■ DIRECTIONS: Copy every line of the material below word for word, but leave the picture out.

[Start of EXCERPTED DATA]

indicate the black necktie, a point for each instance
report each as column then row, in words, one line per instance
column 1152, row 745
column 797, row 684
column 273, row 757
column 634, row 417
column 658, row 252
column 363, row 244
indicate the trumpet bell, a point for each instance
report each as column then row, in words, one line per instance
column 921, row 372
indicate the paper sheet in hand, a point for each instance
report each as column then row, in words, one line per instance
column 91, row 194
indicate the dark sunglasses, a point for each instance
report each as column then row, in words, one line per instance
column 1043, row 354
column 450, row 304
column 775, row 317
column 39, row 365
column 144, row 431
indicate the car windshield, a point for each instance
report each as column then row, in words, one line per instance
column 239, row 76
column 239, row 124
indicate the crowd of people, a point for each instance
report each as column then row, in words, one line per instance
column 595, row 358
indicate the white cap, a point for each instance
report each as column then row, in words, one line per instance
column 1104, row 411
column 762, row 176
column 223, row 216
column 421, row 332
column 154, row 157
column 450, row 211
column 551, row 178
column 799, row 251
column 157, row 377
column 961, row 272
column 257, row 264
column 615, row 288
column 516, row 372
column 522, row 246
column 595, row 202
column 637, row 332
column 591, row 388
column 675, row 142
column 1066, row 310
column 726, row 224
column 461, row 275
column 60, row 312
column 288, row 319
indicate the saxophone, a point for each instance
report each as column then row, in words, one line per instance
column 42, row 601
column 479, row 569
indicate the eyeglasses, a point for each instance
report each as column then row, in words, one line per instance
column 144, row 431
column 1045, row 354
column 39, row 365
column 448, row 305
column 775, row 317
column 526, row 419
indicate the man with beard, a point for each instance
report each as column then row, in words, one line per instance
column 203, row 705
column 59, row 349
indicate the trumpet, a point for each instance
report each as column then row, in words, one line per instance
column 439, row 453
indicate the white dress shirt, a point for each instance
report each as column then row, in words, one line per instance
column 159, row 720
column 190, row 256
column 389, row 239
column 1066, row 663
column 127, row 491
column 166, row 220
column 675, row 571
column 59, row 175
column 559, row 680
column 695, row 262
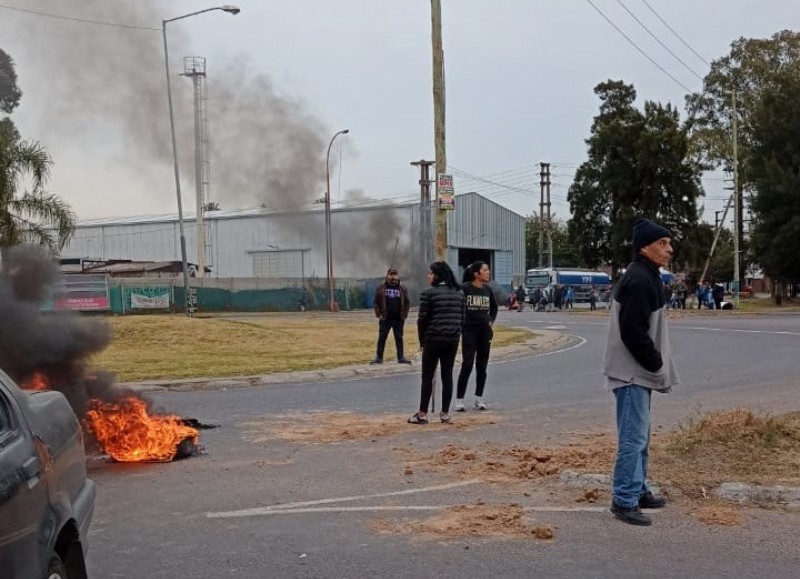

[End of EXCERPTED DATA]

■ WRITTEN ANSWER:
indicate the black necktie, a point for each instance
report each as column then row, in words, one line per instance
column 1152, row 745
column 797, row 684
column 273, row 757
column 634, row 417
column 658, row 252
column 363, row 244
indicate the trumpet bell, a point for each instance
report each as column then row, in words, one line per instance
column 921, row 372
indicate the paper sheet in hand, a point for each instance
report each as column then row, in words, one line per instance
column 91, row 194
indicate the dark sunglasses, a point for each instance
report each as column then row, in words, one line per instance
column 1043, row 354
column 450, row 304
column 775, row 317
column 39, row 365
column 144, row 431
indicate the car windshield, a point for each instance
report each as column then row, in words, one line per instance
column 239, row 76
column 239, row 124
indicate the crowd of people, a point for each instance
report each as column then row, in words, one line per instance
column 595, row 358
indicate the white cap, a point for each instance
report each as column then row, in words, one line per instance
column 1104, row 411
column 762, row 176
column 223, row 216
column 421, row 332
column 154, row 157
column 450, row 211
column 551, row 178
column 799, row 251
column 157, row 377
column 961, row 272
column 257, row 264
column 615, row 288
column 516, row 372
column 522, row 246
column 595, row 202
column 637, row 332
column 591, row 388
column 675, row 142
column 1066, row 310
column 726, row 224
column 461, row 275
column 60, row 312
column 288, row 319
indicate the saxophone, a point for each instance
report each as column then row, in words, one line per instance
column 42, row 601
column 479, row 569
indicate the eyeglasses, a point for each instance
report each as column then row, in words, one line per instance
column 144, row 431
column 1045, row 354
column 39, row 365
column 448, row 305
column 775, row 317
column 526, row 419
indicate the man with beard, a point for each instance
report each as column then row, in words, one line per instance
column 203, row 705
column 59, row 349
indicate the trumpet, a point for each instance
report each as column then row, in words, one line per instance
column 439, row 453
indicate the white dress shirt, a point for each instance
report each as column then row, in words, one line per instance
column 159, row 720
column 190, row 256
column 389, row 239
column 1066, row 663
column 127, row 491
column 166, row 220
column 675, row 571
column 59, row 175
column 559, row 680
column 695, row 262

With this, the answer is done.